# The problem
Answer these questions using the State v. Collins case summary below.
(a) To whom was the Trailblazer registered?
(b) Under § 29-2103, how soon after the verdict must a motion for new trial based on insufficiency of evidence be filed?
(c) What happens in postconviction to an IAC claim that was insufficiently pled?

# Extract provided
Prosecutorial misconduct. Collins argued the prosecutor committed misconduct by describing the Trailblazer as “Collins’ vehicle” in opening and closing argument when the vehicle was registered to Chase Gutierrez. Because Collins did not move for a mistrial, the court applied plain error review. It found no misconduct: whether Collins owned the car was not an element of any charge, and the State was entitled to argue based on Collins’s exclusive use, his bond receipts inside the car, and his own jail phone statements that the vehicle was effectively his.
Key Takeaways
- Constructive possession of a firearm under § 28-1205(5) can be proven through DNA and fingerprint evidence linking the defendant to a firearm found in a vehicle he was exclusively operating, even without testimony that he was physically holding the weapon at the time of the threat.
- Under State v. Rupp, IAC assignments of error on direct appeal must identify the specific deficient conduct in the assignment itself, not merely in the argument section; vague assignments like “failed to object” without identifying the grounds for objection will be deemed insufficiently pled and will not preserve the claim for postconviction review—defense appellate counsel must write assignments with enough specificity to stand alone.
- 911 calls made to address an ongoing emergency are not “testimonial” under the Confrontation Clause, and failure to object to their admission cannot be ineffective assistance because the objection would have been meritless.
- A motion for new trial based on insufficiency of evidence must be filed within 10 days of verdict under § 29-2103; a pro se motion filed outside that window is untimely, and a newly-discovered-evidence claim requires an affidavit and facts showing the evidence would materially affect the defendant’s substantial rights to merit a hearing.
Why It Matters
State v. Collins is worth attention for Nebraska criminal defense practitioners primarily for its restatement and application of the State v. Rupp IAC pleading standard. The message is clear: direct appeal is the mandatory vehicle for raising IAC claims that are apparent from the record, but raising them too vaguely is treated the same as not raising them at all. A defendant who is represented by new counsel on appeal must coordinate with trial counsel or carefully read the trial record to identify specific acts or omissions—the particular exhibit counsel should have challenged, the specific legal basis for the objection that was not made—and those specifics must appear in the assignment of error, not just in the argument. The procedural stakes are high: an insufficiently pled claim is procedurally barred in postconviction.
For prosecutors, the case confirms that arguing a defendant’s exclusive use and control of a vehicle does not constitute prosecutorial misconduct, even if the vehicle is technically registered to someone else, as long as the argument has an evidentiary foundation in the record. The combination of bond receipts, DNA, fingerprints, and the defendant’s own jail call statements provided ample support for the State’s characterization.

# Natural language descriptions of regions
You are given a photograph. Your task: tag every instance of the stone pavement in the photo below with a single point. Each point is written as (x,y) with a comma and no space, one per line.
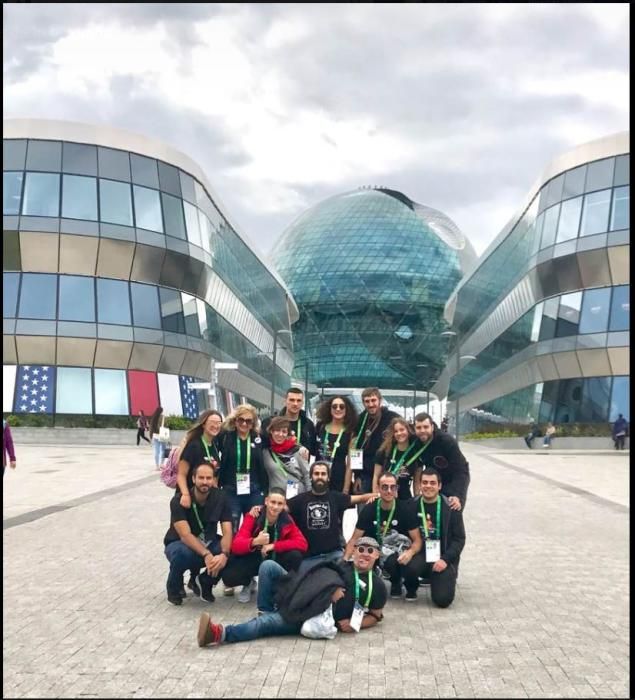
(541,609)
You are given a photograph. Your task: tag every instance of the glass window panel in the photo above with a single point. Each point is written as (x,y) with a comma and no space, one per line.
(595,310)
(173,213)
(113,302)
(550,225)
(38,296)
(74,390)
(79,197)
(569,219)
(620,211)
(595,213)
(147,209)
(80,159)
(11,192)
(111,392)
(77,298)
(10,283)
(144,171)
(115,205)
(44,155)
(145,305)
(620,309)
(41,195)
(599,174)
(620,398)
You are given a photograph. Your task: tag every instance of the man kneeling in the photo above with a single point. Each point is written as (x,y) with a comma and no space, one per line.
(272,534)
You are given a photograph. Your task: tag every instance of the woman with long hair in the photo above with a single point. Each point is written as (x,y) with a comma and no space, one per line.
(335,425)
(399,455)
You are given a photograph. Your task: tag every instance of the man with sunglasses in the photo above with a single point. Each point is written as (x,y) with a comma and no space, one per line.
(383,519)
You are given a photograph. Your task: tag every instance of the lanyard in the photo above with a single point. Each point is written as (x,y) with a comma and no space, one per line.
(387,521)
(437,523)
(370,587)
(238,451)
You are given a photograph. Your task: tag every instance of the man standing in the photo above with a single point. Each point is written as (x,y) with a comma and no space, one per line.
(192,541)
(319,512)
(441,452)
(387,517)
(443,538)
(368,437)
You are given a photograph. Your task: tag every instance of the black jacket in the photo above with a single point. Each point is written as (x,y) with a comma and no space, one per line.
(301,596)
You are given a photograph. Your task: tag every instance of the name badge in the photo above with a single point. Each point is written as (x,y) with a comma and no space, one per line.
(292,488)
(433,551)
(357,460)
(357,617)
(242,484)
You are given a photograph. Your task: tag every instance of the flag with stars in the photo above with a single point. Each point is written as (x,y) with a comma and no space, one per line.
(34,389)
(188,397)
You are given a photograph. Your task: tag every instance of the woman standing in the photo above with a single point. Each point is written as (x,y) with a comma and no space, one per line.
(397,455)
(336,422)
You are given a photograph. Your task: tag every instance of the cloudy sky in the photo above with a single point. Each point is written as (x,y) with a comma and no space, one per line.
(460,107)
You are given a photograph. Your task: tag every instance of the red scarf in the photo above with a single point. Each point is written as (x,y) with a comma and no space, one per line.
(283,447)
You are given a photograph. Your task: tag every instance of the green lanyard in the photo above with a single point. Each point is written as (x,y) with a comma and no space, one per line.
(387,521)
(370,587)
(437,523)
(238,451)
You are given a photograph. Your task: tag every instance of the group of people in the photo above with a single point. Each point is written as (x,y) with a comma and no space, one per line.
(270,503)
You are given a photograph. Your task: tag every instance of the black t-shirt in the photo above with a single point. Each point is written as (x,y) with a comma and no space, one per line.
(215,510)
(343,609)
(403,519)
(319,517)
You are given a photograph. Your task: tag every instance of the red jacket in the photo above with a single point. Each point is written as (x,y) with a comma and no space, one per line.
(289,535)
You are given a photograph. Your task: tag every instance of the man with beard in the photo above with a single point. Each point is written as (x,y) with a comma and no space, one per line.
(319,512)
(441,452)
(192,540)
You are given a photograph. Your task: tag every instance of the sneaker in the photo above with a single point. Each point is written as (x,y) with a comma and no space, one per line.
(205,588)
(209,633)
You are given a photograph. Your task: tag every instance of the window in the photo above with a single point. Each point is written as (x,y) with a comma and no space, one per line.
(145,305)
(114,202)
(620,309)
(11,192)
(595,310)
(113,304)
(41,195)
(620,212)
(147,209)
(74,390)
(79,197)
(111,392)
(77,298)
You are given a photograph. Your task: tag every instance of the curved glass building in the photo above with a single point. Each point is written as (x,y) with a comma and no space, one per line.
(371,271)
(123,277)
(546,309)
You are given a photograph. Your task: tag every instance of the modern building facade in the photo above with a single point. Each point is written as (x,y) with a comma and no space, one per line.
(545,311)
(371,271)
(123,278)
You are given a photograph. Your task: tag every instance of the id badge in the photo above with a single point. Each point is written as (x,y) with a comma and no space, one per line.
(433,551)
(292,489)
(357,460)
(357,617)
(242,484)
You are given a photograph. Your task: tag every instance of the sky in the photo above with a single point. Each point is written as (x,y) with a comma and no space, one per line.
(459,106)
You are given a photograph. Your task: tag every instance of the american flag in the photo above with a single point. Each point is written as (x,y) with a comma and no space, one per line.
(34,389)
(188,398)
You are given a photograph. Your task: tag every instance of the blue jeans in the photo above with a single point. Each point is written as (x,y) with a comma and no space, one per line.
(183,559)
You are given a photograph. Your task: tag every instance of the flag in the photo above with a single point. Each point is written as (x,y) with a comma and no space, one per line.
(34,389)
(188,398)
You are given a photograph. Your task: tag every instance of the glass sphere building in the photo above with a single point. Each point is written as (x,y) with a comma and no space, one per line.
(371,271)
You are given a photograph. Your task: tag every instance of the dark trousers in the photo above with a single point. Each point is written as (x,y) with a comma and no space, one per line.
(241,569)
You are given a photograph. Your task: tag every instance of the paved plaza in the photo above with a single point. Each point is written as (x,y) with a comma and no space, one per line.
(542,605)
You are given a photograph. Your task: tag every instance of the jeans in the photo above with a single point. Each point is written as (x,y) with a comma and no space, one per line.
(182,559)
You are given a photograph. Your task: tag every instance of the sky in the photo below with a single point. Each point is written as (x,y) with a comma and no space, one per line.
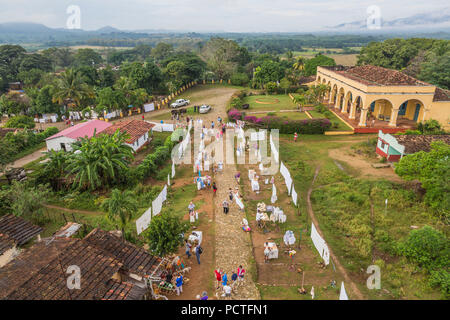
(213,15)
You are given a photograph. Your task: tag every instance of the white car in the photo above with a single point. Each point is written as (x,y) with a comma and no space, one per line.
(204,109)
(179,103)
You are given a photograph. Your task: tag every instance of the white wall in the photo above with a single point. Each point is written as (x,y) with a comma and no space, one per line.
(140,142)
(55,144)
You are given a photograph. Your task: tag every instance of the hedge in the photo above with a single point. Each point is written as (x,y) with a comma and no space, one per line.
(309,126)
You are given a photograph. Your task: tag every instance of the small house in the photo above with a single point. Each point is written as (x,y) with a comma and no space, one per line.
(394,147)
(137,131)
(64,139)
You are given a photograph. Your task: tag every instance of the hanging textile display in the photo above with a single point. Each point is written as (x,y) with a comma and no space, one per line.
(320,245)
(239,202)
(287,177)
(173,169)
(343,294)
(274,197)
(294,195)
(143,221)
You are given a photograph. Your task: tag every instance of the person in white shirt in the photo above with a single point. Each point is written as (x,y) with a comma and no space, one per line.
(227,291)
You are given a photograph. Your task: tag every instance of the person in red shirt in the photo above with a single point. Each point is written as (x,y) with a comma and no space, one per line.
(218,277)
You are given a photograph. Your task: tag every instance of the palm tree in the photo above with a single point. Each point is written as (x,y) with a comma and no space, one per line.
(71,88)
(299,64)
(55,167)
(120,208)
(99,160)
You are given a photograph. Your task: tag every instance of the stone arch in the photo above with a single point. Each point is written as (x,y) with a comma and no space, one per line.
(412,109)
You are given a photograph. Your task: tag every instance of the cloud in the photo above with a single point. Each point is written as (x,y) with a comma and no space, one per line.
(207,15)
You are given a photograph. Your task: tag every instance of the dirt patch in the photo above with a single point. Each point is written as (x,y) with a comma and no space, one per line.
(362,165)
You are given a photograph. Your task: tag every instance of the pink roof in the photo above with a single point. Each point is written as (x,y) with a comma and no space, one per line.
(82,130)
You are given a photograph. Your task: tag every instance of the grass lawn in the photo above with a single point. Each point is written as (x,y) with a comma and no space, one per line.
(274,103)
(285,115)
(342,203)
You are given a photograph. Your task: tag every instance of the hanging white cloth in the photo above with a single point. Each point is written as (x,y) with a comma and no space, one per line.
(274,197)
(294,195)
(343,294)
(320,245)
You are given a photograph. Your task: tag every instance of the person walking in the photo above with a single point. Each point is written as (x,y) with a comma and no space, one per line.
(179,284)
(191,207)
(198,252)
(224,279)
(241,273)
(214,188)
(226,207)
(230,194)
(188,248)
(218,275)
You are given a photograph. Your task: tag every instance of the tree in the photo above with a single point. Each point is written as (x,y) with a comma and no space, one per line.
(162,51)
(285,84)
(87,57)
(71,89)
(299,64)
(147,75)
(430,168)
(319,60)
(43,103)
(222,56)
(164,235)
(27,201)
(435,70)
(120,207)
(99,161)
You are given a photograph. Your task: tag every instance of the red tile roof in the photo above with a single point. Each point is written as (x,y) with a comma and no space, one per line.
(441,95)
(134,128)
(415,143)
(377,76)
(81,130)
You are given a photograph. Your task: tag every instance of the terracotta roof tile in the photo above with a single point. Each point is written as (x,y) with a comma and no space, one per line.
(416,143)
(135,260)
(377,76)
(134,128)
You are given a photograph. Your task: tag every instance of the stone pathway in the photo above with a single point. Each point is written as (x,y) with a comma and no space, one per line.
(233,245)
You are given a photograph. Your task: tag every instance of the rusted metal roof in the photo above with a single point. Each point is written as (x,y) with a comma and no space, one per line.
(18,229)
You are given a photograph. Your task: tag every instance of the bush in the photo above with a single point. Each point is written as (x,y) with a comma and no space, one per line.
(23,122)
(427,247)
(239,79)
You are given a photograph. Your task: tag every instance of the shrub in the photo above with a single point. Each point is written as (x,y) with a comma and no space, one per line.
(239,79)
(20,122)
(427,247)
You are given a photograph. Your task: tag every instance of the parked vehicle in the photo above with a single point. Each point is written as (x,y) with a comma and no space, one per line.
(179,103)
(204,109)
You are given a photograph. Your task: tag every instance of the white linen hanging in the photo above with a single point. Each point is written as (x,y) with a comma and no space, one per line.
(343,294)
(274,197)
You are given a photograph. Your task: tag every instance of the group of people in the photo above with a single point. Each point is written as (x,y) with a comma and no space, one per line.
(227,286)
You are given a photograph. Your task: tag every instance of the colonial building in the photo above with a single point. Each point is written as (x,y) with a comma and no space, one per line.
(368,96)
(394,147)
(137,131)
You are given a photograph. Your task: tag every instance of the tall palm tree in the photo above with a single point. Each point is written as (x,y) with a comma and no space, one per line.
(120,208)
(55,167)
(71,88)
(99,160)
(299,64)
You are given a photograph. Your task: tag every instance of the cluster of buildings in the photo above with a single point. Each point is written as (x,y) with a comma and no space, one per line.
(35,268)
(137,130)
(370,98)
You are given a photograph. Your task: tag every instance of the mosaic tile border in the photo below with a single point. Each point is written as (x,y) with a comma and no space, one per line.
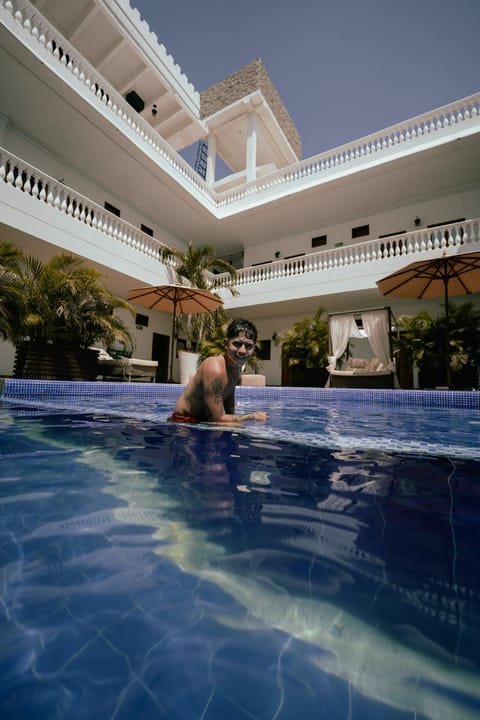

# Response area
(a) Chase Gutierrez
(b) Within 10 days of the verdict
(c) It is procedurally barred.